Select every line of the data below that contains the string "positive", matching case exactly.

[Start of Attachment]

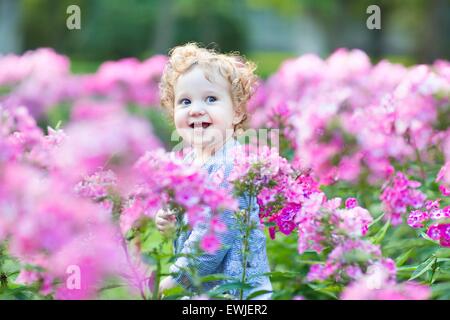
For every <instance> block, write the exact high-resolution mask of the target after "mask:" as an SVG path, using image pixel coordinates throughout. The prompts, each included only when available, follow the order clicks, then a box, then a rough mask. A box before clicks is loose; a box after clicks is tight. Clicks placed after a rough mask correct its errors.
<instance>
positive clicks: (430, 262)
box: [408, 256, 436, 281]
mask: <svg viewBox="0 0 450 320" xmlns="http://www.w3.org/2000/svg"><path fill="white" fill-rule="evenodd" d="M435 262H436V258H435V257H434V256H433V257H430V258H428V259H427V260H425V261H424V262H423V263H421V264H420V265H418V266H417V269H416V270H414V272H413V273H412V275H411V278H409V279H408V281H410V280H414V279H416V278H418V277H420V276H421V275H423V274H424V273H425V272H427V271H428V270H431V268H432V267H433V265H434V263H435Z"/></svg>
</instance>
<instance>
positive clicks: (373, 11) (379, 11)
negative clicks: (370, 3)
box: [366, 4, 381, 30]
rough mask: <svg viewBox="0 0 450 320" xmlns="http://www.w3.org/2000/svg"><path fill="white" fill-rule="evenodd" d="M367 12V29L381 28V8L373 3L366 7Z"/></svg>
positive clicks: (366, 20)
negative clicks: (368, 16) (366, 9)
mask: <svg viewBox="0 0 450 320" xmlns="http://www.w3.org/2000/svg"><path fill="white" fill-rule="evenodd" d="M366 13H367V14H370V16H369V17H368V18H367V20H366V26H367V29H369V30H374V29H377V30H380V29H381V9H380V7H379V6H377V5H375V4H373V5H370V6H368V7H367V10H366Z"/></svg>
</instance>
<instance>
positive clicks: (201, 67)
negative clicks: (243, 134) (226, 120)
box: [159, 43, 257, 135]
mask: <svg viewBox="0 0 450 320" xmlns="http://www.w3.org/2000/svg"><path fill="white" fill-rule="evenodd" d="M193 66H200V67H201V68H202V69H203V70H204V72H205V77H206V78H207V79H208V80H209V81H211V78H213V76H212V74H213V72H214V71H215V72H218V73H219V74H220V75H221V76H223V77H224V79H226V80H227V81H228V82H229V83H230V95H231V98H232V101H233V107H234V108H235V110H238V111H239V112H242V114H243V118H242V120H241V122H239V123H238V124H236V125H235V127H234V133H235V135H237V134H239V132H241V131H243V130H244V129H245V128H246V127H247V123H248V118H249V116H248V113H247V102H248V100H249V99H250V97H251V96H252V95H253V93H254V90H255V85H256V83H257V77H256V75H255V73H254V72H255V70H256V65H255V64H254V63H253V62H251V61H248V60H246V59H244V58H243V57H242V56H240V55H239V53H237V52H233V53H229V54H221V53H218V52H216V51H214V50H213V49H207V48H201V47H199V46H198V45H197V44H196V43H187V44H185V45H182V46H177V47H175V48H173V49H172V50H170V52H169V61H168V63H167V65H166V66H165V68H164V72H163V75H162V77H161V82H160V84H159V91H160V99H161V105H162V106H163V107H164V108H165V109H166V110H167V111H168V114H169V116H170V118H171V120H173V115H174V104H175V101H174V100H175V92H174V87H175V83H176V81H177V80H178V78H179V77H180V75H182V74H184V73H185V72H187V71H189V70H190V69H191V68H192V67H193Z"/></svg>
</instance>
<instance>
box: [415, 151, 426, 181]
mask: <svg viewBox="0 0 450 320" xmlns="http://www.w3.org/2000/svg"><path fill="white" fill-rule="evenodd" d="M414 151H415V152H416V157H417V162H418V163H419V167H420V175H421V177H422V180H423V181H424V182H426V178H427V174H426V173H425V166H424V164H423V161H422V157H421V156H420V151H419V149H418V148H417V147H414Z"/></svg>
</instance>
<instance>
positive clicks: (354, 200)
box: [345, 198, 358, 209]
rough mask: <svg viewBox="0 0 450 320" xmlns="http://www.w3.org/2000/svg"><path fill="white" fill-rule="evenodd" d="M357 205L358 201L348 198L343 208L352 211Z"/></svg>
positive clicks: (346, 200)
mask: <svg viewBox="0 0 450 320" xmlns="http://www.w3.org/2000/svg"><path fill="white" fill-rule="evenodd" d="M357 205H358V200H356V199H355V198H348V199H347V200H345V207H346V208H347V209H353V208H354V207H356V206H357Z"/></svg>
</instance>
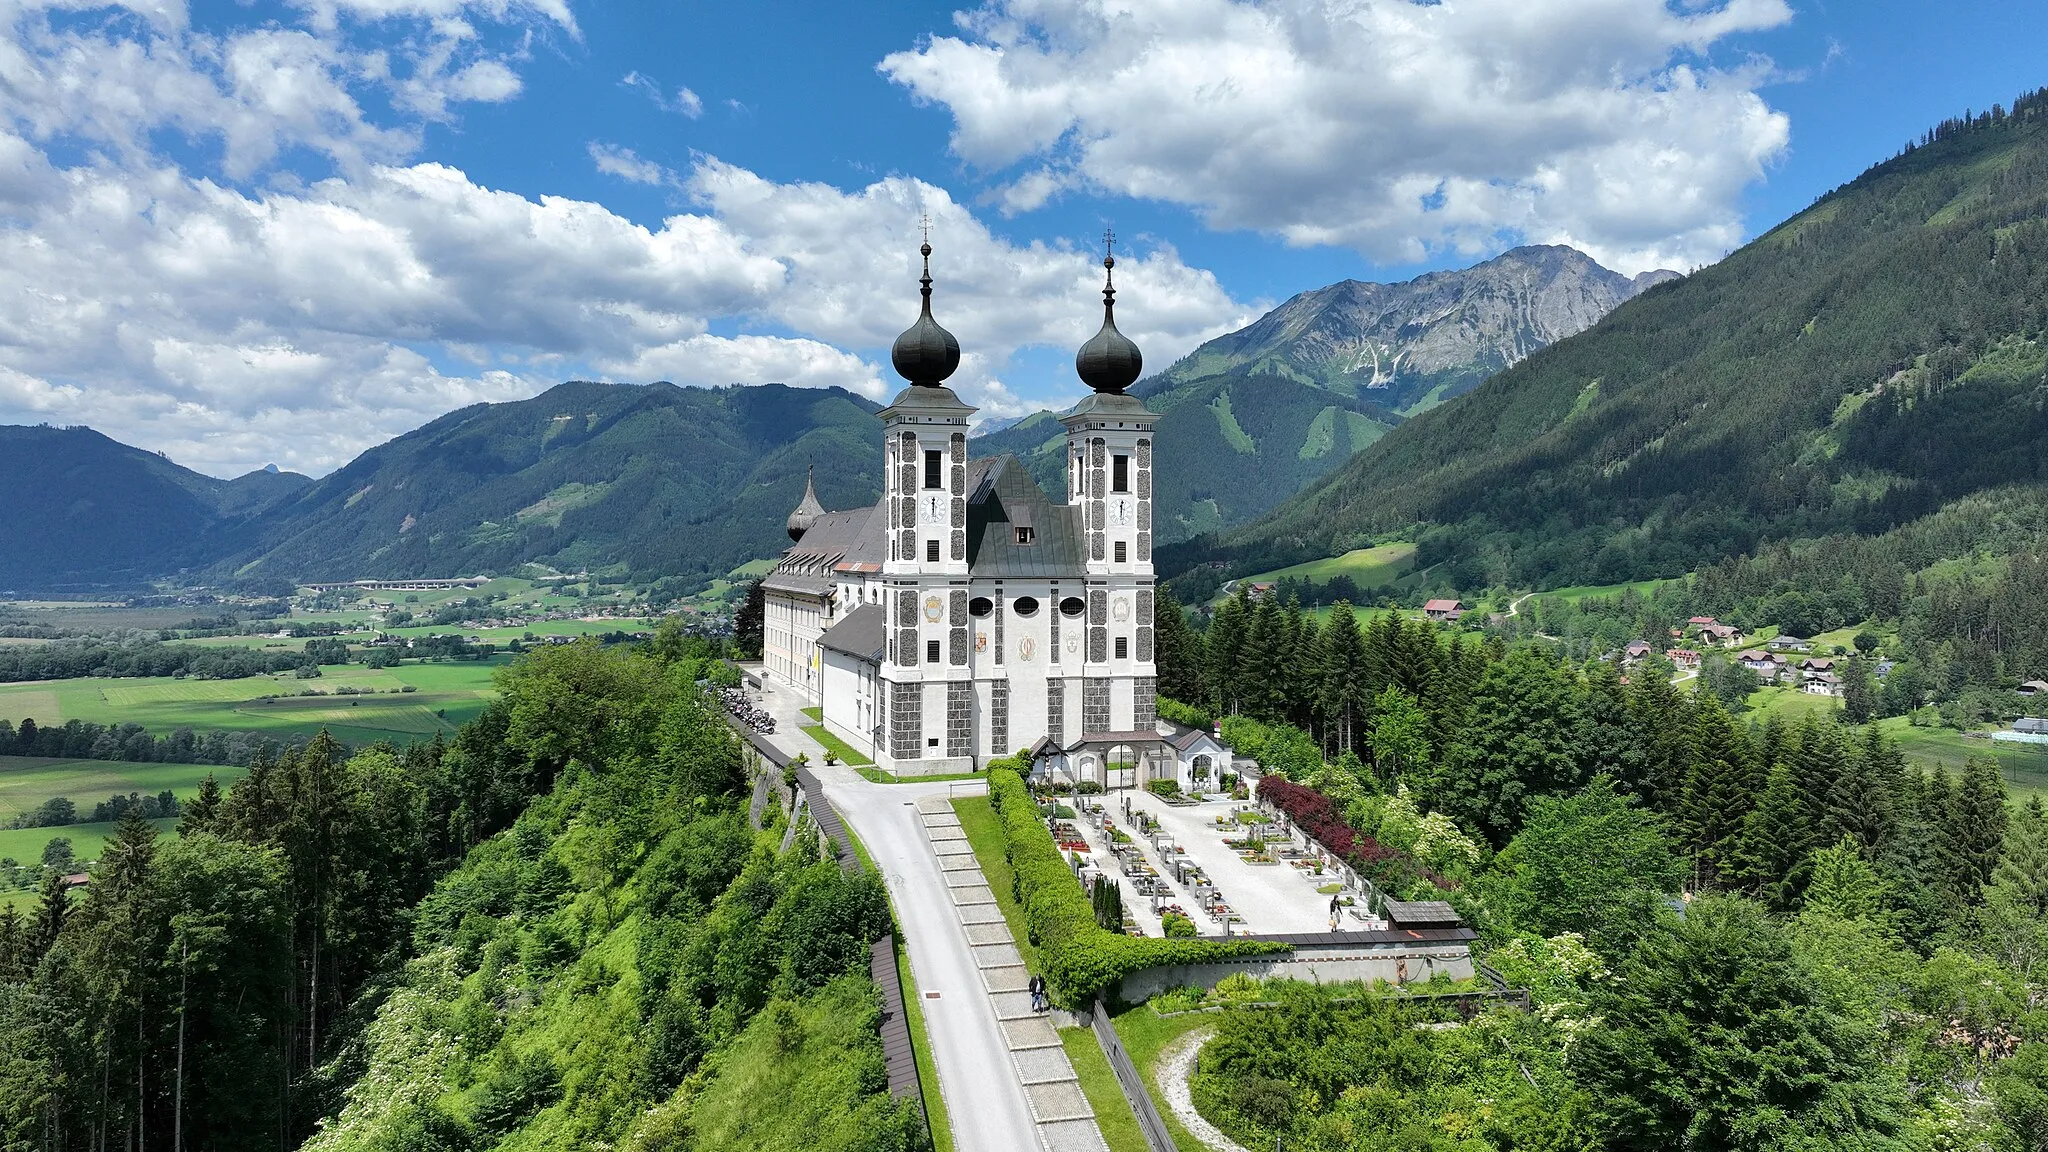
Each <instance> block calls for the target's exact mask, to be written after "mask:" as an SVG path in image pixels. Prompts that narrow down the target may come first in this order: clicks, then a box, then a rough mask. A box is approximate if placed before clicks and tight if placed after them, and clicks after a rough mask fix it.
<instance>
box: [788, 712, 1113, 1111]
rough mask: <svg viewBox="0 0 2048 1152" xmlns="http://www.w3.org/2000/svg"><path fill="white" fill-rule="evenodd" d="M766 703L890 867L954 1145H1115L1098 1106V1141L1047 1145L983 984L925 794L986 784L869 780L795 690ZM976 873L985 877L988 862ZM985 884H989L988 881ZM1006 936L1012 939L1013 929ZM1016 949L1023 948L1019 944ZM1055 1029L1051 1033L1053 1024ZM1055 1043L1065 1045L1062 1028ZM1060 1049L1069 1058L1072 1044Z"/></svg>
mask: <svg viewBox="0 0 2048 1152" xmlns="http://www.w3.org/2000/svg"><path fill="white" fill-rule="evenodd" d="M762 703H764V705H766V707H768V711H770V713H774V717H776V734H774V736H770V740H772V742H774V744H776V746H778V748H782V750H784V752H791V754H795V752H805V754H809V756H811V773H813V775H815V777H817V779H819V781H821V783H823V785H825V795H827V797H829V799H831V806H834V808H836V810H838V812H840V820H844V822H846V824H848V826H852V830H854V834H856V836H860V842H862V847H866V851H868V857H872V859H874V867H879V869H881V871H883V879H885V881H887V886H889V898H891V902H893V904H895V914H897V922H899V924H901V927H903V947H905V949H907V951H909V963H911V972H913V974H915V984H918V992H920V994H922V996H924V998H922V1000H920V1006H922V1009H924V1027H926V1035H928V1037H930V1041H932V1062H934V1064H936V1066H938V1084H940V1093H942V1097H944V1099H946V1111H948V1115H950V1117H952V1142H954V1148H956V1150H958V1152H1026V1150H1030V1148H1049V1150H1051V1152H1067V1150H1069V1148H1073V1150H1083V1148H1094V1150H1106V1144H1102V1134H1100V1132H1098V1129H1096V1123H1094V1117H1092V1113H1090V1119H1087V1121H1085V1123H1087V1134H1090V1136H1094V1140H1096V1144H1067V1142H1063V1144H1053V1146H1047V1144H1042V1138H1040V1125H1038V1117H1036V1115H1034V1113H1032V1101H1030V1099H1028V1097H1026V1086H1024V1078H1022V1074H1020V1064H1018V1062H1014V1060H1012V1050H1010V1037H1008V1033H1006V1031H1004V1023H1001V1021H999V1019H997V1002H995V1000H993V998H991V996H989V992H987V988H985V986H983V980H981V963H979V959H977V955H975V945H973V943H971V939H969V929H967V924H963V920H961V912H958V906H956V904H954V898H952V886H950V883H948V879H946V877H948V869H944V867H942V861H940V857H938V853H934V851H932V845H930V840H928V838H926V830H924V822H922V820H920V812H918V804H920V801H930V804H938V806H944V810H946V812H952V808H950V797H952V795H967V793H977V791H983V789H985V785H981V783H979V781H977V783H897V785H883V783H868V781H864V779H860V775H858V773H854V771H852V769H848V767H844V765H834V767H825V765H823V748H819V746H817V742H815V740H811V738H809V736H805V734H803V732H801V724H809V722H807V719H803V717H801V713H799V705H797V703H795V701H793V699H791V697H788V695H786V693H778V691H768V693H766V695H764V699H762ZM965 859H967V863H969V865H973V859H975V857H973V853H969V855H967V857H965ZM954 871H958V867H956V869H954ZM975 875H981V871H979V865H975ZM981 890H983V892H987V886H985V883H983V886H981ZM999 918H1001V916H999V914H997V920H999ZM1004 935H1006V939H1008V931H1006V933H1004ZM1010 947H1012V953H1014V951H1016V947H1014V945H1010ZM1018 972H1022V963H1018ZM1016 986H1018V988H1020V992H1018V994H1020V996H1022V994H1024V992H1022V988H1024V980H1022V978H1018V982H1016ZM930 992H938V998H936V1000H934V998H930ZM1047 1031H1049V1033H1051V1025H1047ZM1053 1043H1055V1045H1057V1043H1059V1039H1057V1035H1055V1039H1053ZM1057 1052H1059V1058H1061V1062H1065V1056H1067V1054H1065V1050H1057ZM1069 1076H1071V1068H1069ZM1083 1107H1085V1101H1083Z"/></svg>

[End of Attachment]
[Start of Attachment]

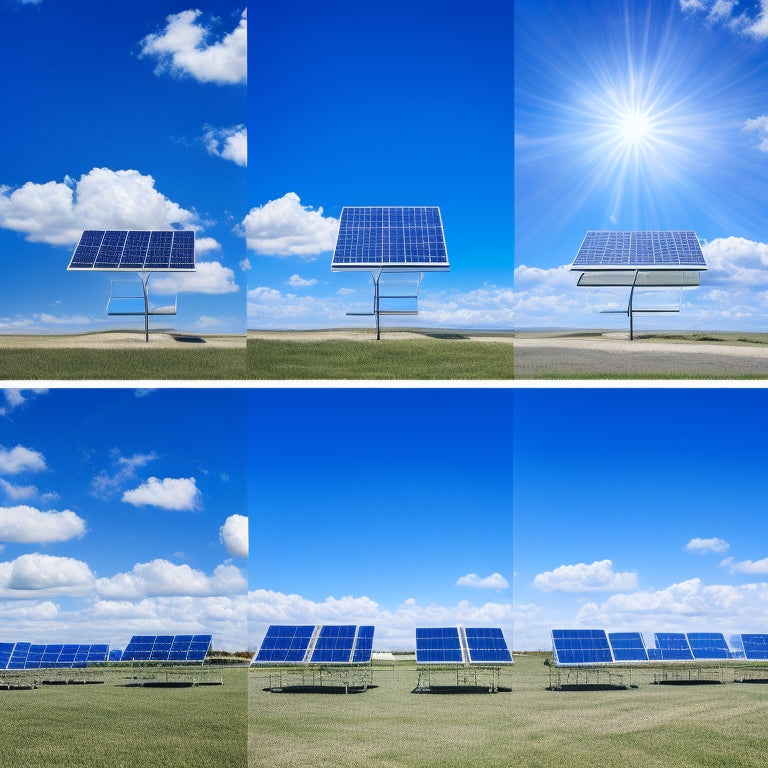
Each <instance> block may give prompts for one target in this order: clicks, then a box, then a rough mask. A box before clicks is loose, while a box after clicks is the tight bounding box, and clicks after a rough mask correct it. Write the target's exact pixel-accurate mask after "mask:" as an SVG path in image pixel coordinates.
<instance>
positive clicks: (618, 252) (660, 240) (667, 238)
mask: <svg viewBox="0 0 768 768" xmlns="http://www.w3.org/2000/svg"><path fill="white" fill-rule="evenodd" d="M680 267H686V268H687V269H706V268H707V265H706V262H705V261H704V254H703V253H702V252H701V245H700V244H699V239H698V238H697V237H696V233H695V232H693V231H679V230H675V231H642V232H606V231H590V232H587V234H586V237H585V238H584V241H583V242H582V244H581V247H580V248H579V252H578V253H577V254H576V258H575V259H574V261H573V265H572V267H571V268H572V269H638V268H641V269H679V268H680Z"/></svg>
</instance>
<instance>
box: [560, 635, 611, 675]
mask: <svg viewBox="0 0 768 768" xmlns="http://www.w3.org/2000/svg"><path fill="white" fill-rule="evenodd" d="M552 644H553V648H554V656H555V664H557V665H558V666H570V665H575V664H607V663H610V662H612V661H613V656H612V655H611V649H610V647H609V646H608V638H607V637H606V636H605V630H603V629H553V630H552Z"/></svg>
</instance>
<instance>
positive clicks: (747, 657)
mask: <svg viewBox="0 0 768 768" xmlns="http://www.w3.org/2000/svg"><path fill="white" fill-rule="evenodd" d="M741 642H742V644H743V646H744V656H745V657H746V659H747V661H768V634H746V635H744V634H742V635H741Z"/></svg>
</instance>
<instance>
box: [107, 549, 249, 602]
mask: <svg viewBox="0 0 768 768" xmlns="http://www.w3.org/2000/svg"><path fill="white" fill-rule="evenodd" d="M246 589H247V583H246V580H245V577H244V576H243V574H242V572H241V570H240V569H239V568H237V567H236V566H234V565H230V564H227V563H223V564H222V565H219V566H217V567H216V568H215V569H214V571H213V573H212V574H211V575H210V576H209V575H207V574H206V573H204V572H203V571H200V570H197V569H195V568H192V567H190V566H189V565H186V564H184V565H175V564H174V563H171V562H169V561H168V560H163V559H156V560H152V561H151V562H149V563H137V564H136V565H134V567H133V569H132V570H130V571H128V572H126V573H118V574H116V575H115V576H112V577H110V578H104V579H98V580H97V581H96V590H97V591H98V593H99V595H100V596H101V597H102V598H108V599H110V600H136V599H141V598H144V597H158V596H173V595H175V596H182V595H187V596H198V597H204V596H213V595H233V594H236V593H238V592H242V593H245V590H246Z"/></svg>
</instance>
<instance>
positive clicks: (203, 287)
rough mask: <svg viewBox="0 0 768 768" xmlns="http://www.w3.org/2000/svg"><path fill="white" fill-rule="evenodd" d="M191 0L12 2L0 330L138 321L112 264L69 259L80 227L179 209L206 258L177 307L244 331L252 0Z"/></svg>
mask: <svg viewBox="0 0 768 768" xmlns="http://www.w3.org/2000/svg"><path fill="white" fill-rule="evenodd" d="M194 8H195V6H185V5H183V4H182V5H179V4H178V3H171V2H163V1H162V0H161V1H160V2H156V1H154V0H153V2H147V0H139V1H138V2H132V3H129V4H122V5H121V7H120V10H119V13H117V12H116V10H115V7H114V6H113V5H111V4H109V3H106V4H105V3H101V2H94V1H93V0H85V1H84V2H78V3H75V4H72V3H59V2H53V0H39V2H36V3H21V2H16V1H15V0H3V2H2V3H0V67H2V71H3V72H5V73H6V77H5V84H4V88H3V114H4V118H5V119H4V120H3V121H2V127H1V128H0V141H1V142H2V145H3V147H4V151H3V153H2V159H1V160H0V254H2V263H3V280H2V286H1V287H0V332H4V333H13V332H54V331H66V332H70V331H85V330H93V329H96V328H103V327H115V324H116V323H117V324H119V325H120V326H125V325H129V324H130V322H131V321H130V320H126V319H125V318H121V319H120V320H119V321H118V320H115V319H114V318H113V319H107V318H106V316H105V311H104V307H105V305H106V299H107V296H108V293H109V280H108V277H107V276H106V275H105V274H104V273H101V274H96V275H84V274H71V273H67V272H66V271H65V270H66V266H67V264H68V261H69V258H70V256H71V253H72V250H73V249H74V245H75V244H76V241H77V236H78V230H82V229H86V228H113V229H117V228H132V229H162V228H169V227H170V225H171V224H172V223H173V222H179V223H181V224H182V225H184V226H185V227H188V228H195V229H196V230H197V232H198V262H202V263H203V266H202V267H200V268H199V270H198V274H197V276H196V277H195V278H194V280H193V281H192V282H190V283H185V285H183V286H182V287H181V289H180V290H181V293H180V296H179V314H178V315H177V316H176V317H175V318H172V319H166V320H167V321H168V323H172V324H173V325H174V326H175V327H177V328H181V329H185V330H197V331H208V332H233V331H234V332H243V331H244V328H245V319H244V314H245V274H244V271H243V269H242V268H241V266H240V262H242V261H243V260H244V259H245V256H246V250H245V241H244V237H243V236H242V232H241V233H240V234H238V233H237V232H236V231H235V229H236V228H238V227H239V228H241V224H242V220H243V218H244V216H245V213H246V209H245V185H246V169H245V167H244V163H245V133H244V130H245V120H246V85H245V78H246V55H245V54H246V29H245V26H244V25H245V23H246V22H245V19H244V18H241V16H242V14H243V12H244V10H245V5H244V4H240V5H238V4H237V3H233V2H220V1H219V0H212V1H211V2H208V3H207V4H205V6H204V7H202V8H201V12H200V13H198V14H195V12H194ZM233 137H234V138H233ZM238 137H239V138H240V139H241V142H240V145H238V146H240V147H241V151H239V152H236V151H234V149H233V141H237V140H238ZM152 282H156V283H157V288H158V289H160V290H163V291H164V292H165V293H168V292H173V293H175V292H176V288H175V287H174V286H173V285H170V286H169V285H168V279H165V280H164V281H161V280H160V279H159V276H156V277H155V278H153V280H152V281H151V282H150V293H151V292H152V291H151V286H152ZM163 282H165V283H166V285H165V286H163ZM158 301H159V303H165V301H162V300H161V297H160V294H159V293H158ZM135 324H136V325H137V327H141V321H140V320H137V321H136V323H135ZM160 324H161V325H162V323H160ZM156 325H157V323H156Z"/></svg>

[End of Attachment]
[Start of Attachment]

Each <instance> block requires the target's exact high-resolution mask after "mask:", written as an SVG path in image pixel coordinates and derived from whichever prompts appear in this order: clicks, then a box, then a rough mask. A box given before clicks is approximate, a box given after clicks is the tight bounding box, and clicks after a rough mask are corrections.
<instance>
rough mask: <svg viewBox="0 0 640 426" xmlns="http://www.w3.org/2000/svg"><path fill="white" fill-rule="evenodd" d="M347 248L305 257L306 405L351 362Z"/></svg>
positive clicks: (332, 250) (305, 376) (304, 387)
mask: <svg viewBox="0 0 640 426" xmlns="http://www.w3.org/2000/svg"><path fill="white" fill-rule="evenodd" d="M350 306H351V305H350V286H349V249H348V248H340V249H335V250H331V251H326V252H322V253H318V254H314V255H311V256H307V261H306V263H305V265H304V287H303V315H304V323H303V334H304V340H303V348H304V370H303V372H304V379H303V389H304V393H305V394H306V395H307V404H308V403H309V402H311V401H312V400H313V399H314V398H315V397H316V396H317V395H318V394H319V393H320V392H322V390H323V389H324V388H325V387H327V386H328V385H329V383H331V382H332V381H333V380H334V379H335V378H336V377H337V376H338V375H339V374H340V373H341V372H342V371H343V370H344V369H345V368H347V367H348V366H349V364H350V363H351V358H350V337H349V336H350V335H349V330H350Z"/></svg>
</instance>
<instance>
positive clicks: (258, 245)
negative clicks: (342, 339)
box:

[End of Attachment]

__RESPONSE BOX__:
positive clicks: (430, 262)
positive clicks: (373, 11) (379, 11)
positive clicks: (366, 20)
positive clicks: (201, 67)
positive clicks: (354, 200)
positive clicks: (346, 200)
positive clicks: (618, 252) (660, 240) (667, 238)
positive clicks: (747, 657)
positive clicks: (203, 287)
positive clicks: (332, 250) (305, 376) (304, 387)
positive clicks: (258, 245)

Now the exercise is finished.